▶ [Phrase grounding data]:
*** Block opens ***

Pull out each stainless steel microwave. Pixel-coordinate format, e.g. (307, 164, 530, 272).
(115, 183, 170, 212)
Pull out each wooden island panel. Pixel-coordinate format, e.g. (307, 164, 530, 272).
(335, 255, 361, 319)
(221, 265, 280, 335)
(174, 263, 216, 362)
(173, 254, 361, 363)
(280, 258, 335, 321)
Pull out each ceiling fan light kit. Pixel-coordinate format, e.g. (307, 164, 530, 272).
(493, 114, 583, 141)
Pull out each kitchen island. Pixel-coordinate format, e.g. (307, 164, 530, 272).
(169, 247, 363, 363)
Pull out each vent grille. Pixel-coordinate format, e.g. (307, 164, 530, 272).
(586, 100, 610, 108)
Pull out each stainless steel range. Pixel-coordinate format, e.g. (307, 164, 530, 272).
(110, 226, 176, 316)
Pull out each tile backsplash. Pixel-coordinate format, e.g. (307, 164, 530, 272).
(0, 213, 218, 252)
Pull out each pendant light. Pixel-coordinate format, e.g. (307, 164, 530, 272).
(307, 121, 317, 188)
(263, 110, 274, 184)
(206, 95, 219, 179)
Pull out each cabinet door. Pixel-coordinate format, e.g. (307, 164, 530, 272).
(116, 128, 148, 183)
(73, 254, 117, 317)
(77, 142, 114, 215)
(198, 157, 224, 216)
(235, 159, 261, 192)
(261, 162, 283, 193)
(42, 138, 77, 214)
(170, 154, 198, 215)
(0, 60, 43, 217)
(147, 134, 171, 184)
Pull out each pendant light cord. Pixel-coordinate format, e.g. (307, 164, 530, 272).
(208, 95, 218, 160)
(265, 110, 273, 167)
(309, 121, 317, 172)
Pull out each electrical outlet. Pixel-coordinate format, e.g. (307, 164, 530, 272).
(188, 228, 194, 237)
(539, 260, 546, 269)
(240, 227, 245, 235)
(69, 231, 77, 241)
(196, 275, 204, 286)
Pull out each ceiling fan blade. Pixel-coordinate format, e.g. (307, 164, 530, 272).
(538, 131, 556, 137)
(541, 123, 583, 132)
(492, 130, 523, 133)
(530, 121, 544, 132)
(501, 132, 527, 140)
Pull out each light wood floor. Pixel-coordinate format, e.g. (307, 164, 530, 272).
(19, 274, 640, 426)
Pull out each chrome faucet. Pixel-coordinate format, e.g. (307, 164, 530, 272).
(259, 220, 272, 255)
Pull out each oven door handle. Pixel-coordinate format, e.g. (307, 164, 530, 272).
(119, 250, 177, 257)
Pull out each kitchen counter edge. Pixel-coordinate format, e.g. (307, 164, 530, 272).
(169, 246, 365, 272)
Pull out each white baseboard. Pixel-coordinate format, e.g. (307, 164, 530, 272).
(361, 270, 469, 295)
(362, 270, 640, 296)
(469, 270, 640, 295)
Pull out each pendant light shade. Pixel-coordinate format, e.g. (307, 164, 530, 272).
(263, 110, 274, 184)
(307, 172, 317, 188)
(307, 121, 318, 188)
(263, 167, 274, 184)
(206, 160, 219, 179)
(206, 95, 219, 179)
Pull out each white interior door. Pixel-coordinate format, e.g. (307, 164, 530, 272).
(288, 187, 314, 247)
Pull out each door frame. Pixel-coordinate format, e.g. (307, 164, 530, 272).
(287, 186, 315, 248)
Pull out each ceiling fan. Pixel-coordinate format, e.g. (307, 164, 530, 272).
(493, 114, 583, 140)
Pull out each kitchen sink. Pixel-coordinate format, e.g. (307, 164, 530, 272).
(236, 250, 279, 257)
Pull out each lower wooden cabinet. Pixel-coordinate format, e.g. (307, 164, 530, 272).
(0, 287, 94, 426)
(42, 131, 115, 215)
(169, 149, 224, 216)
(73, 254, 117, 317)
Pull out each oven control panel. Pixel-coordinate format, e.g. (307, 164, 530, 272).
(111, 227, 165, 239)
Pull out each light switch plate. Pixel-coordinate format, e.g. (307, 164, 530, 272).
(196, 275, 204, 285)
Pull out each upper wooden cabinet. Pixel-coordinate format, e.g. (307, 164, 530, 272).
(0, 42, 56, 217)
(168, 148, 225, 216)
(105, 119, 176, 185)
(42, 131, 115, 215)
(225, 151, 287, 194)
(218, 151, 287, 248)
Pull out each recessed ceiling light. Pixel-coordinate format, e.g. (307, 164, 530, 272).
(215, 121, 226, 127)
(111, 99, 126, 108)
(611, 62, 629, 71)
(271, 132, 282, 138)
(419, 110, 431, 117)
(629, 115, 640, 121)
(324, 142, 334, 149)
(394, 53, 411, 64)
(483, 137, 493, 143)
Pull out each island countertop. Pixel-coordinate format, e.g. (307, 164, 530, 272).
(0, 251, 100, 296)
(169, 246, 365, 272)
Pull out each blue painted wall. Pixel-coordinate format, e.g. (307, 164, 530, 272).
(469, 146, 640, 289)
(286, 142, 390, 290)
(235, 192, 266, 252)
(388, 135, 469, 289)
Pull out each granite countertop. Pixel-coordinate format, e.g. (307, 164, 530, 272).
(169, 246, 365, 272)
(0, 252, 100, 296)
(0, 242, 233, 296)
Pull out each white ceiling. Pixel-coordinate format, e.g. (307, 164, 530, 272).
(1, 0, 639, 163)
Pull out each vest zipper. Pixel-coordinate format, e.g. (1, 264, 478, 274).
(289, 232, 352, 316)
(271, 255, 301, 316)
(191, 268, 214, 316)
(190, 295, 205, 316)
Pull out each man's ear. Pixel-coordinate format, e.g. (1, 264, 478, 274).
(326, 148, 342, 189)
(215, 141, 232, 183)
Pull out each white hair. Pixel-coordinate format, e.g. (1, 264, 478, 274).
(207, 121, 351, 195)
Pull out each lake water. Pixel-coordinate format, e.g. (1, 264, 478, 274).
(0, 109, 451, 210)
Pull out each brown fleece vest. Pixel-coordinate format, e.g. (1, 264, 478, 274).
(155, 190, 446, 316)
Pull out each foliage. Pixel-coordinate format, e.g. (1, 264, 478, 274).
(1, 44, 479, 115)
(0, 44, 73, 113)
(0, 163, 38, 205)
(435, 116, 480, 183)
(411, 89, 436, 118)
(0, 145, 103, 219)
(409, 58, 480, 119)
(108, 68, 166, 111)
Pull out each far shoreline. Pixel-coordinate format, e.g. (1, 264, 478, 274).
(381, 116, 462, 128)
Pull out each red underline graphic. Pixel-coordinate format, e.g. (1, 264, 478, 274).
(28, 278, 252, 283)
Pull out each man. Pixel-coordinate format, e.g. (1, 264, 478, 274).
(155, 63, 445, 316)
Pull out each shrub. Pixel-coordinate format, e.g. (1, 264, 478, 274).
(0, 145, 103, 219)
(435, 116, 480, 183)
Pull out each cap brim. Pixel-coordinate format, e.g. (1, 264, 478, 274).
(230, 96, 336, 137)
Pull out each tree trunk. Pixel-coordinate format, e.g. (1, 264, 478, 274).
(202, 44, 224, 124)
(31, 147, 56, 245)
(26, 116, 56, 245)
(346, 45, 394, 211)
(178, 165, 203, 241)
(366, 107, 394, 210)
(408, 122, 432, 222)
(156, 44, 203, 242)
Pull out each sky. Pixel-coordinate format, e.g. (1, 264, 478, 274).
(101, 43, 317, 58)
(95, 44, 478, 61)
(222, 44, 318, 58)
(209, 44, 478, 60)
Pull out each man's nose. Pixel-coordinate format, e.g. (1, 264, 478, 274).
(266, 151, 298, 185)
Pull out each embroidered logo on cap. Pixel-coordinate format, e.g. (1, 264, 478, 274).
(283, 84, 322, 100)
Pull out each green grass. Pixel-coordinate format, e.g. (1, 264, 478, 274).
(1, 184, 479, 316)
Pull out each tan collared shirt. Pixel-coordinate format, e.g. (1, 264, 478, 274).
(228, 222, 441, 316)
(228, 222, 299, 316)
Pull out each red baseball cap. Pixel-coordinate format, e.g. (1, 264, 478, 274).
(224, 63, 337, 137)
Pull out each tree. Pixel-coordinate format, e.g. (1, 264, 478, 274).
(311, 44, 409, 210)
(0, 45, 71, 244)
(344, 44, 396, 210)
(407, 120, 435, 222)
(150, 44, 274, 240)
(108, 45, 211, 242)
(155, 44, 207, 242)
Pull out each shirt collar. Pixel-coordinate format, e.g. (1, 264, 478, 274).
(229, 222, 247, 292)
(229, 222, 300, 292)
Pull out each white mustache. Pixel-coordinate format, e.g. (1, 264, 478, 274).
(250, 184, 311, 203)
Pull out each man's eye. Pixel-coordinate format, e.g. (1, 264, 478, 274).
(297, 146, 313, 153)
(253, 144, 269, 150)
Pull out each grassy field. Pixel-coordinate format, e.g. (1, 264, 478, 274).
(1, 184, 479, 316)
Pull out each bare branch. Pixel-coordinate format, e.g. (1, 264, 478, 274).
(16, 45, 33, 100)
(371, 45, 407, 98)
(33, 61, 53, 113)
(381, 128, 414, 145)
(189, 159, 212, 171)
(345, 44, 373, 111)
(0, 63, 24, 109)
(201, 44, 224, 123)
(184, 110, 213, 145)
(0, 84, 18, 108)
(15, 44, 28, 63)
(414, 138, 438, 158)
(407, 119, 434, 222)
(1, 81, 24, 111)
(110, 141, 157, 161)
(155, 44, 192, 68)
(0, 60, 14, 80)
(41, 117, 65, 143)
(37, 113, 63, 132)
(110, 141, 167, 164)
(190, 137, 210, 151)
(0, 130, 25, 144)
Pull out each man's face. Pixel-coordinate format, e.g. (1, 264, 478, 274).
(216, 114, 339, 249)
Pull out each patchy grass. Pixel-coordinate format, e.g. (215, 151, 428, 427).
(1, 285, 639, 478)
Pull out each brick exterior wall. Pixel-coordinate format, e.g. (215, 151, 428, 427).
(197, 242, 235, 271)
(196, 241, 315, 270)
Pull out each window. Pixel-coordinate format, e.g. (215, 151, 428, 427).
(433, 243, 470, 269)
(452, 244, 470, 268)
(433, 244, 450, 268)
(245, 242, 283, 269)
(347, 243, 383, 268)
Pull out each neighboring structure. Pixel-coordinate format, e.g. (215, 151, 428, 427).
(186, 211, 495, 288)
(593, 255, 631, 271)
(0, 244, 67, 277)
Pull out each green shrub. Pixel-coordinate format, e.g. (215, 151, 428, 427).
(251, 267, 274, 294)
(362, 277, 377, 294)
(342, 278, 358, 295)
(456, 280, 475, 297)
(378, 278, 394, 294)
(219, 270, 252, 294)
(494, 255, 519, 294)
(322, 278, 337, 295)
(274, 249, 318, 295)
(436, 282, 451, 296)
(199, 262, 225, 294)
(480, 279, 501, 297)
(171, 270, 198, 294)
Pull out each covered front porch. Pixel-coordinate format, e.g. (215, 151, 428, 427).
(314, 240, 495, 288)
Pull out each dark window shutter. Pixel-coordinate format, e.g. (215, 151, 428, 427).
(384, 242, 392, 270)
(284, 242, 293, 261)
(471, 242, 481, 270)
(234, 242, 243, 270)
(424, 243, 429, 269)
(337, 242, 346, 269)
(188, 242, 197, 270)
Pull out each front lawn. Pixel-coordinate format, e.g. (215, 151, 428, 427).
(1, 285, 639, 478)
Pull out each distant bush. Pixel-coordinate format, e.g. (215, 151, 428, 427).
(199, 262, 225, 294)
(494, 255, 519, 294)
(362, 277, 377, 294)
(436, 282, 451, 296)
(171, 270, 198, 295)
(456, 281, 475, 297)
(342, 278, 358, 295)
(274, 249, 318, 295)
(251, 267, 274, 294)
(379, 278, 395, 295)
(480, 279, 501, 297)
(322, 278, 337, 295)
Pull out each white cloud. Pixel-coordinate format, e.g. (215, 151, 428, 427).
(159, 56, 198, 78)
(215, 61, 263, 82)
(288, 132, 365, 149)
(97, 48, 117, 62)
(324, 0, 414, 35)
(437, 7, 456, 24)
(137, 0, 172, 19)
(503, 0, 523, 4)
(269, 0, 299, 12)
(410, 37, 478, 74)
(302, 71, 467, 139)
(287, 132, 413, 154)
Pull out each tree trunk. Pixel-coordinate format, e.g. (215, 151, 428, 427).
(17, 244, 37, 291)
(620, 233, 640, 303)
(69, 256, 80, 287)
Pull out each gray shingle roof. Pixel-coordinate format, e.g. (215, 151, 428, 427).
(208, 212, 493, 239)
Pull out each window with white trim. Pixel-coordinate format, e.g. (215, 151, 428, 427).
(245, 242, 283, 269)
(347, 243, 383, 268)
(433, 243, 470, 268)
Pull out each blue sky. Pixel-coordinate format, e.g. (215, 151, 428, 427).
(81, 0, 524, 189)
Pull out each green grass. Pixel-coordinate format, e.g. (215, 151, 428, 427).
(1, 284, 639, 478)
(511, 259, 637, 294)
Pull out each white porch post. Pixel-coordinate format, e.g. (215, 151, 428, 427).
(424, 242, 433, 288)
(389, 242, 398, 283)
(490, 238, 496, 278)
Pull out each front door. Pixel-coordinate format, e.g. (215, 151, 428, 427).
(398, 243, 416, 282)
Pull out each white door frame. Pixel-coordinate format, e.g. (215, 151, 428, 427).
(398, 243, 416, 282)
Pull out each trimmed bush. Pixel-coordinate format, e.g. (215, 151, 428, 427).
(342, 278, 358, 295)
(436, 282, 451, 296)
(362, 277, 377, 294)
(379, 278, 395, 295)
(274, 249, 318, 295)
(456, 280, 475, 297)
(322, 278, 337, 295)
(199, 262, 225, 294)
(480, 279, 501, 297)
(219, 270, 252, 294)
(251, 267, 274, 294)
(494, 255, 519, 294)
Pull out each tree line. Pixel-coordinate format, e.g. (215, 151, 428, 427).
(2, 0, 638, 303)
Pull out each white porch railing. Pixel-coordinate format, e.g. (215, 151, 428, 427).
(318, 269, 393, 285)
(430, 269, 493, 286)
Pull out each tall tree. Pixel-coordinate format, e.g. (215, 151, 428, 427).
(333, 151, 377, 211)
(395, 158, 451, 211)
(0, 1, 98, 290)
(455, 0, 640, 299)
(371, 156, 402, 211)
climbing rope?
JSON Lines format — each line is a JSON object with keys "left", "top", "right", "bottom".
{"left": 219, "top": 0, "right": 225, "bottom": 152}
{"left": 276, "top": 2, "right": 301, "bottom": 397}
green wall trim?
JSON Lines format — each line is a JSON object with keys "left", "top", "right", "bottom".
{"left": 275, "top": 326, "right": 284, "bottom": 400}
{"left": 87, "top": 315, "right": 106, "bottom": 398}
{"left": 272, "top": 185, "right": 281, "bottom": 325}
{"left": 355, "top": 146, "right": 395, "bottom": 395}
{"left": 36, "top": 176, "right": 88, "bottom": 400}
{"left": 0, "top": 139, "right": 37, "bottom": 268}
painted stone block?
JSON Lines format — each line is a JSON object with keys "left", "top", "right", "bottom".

*** Block closes ***

▶ [TASK DESCRIPTION]: Going back to the entries above, set down exactly the lines that begin at the one with "Pull out each tall" and end at the one with "green wall trim?", both included, and nothing else.

▶ [THE ANSWER]:
Pull out each tall tree. Pixel-coordinate format, e.g. (215, 151, 428, 427).
(333, 151, 377, 211)
(395, 158, 451, 211)
(0, 1, 98, 290)
(455, 0, 640, 299)
(371, 156, 402, 211)
climbing rope?
JSON Lines format — each line is a JSON object with keys "left", "top", "right", "bottom".
{"left": 219, "top": 0, "right": 225, "bottom": 152}
{"left": 276, "top": 2, "right": 301, "bottom": 397}
green wall trim?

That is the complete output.